## TASK OBJECTIVE
Reproduce the material that follows, please, but only from its first line to the line containing "box: [243, 928, 944, 1096]", inclusive.

= = = = = = =

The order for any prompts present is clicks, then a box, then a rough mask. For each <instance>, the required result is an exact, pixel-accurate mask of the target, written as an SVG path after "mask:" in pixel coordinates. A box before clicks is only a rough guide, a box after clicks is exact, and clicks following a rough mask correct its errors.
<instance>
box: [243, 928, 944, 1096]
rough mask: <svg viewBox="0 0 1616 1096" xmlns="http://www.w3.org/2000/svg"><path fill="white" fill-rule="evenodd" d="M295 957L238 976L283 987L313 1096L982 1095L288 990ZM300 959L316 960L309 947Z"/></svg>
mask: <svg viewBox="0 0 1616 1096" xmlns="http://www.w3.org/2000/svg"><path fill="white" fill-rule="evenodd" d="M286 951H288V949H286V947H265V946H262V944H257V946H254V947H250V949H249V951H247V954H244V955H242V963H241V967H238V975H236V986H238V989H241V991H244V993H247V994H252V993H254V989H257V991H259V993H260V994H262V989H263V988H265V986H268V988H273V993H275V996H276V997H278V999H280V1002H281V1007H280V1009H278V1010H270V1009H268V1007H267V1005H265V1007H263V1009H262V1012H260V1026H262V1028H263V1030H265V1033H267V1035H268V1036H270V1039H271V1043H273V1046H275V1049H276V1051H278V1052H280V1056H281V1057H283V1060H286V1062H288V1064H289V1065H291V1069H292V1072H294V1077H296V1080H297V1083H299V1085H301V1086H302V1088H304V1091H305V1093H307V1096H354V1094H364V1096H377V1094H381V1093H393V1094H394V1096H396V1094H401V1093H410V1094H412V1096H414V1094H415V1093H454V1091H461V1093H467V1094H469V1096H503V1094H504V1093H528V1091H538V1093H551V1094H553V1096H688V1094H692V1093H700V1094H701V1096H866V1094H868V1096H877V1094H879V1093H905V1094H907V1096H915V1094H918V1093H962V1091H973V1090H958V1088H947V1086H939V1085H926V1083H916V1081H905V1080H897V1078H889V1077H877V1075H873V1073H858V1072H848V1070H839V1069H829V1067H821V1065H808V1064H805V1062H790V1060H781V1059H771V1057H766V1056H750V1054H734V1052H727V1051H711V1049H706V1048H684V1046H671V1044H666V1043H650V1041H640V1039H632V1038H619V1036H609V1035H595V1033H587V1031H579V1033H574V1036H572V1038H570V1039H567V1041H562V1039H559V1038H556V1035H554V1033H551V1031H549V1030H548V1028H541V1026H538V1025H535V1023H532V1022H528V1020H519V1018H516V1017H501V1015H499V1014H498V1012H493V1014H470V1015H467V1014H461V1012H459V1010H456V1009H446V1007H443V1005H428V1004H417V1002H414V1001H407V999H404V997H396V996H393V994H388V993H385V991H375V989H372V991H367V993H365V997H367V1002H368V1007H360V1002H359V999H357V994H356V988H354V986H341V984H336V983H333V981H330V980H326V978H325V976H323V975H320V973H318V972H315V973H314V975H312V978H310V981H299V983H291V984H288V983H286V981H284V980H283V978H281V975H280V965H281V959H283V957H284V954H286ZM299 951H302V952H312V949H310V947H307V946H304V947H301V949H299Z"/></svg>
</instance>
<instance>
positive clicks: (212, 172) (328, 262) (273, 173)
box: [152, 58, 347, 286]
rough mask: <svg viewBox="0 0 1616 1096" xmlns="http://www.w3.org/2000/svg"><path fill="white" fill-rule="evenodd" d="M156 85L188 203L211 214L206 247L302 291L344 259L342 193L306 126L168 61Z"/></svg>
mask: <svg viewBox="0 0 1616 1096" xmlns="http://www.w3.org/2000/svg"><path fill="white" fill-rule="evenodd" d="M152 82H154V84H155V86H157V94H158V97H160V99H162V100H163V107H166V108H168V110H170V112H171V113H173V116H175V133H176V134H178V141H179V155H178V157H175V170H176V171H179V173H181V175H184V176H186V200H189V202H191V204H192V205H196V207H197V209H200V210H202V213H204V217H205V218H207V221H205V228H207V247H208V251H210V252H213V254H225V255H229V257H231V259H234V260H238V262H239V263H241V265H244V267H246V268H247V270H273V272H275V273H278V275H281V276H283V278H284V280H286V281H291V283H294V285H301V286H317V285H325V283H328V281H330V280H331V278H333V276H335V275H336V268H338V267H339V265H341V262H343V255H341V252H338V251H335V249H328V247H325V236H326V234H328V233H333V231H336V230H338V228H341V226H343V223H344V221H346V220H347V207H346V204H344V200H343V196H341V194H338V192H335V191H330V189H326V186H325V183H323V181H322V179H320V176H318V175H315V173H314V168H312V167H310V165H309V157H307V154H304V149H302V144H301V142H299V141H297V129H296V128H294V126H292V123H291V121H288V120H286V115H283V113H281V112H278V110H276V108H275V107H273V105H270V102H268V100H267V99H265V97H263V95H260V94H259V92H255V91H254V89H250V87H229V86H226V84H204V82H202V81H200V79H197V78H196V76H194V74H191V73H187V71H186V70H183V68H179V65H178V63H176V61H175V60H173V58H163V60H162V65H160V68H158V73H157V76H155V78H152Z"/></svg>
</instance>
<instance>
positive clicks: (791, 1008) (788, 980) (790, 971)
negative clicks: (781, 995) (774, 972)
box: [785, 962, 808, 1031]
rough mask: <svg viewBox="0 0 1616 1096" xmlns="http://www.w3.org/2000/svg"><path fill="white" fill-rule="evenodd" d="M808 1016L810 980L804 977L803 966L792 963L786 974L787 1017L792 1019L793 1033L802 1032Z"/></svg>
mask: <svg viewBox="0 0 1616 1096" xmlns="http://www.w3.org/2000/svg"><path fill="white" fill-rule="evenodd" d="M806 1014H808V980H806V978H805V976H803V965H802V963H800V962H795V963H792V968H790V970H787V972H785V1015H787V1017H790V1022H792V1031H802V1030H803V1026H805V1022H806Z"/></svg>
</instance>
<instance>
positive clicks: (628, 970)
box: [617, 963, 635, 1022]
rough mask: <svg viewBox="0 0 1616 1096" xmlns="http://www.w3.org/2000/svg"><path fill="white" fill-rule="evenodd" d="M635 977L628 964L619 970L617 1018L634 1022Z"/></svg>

= = = = = = =

## TASK ANSWER
The order for any prompts present is clicks, then a box, then a rough mask. For each <instance>, the required result is an exact, pixel-accurate mask of the target, written as an SVG path after "mask:" in pixel coordinates. A box before clicks is only a rough guide, a box after clicks is exact, and clicks following a rough mask correct its errors.
<instance>
box: [243, 928, 944, 1096]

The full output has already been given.